WRITTEN PROBLEM: Below are the records. Restate word for word every line from the one that contains "target | safety glasses" through the final line, both included.

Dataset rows

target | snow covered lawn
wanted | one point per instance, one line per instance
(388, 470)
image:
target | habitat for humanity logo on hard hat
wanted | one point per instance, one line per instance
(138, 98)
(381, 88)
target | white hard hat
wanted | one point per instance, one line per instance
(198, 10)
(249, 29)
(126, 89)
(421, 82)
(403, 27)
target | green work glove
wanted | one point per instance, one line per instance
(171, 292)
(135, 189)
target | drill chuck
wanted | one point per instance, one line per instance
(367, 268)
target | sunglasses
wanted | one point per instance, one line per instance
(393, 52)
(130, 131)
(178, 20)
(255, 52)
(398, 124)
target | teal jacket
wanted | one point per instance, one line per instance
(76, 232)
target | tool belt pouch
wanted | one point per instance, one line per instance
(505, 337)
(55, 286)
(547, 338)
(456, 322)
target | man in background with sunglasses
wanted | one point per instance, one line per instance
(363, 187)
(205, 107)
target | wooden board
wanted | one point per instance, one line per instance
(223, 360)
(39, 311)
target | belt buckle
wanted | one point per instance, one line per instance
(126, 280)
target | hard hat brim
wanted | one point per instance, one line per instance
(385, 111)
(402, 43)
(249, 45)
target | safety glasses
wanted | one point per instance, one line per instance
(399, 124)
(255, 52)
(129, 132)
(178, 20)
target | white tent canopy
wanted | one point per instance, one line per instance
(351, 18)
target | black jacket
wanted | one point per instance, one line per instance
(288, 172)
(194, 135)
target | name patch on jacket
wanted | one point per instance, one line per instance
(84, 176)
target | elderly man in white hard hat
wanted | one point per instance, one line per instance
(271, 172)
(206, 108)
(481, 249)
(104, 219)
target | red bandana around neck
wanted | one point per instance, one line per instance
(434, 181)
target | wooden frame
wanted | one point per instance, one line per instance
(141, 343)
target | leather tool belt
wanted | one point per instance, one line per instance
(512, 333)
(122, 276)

RESPONSE:
target | safety glasses
wanted | one point per instance, one line per instance
(399, 124)
(255, 52)
(129, 132)
(178, 20)
target | white tent canopy
wanted | one point per instance, one line per instance
(351, 18)
target | black jacket
wanted | one point per instance, one line per instance
(288, 172)
(194, 135)
target | name patch on jacket
wanted | one point per instance, one line per instance
(84, 176)
target | elderly man in white hard hat
wanted | one point per instance, one line per instance
(271, 172)
(206, 108)
(481, 249)
(104, 219)
target | red bandana around neck
wanted | one point per instance, one line per instance
(434, 181)
target | wooden frame
wanted | one point per instance, one line per instance
(141, 343)
target | leather tool belt
wanted | one point per instance, one line per instance
(512, 333)
(122, 276)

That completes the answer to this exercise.